TASK DESCRIPTION:
Please filter the data down to the lines that include the word "window" and copy them.

GIVEN INFORMATION:
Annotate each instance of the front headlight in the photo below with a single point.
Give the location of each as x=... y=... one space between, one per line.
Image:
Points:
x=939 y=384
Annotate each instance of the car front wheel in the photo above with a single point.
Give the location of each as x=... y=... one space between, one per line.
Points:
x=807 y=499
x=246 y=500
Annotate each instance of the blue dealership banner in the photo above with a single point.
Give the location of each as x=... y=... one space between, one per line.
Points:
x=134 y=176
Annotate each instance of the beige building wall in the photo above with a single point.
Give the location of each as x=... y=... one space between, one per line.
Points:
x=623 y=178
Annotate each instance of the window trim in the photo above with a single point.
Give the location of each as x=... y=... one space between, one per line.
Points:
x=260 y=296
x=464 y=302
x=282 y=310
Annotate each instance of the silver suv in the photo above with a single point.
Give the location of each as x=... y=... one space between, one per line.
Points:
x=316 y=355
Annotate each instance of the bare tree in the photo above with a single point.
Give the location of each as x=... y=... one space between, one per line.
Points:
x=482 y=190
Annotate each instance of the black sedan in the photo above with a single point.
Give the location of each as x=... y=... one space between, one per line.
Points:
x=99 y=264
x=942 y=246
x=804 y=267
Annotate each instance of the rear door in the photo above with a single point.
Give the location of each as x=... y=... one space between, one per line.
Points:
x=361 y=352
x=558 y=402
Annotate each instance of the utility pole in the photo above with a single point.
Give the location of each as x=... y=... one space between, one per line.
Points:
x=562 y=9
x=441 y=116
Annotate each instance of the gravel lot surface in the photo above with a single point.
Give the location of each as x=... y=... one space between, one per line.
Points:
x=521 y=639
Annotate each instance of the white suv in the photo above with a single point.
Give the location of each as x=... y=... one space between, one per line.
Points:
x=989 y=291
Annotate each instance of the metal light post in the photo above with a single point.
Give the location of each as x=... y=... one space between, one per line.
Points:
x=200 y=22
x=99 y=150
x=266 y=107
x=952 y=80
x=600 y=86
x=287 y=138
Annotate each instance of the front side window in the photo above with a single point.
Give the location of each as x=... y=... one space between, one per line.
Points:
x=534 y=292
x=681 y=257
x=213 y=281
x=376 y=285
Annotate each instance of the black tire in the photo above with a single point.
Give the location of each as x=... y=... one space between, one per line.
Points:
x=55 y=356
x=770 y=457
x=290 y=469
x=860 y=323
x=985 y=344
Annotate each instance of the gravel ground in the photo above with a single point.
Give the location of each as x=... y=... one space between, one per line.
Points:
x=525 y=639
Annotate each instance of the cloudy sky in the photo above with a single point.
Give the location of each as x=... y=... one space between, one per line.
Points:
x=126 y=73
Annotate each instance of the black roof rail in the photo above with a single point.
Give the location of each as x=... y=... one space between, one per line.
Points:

OUTPUT OF THE EXERCISE:
Annotate each instance of the window trim in the photo above with a single point.
Annotate each instance of the front side window in the photo above with a single point.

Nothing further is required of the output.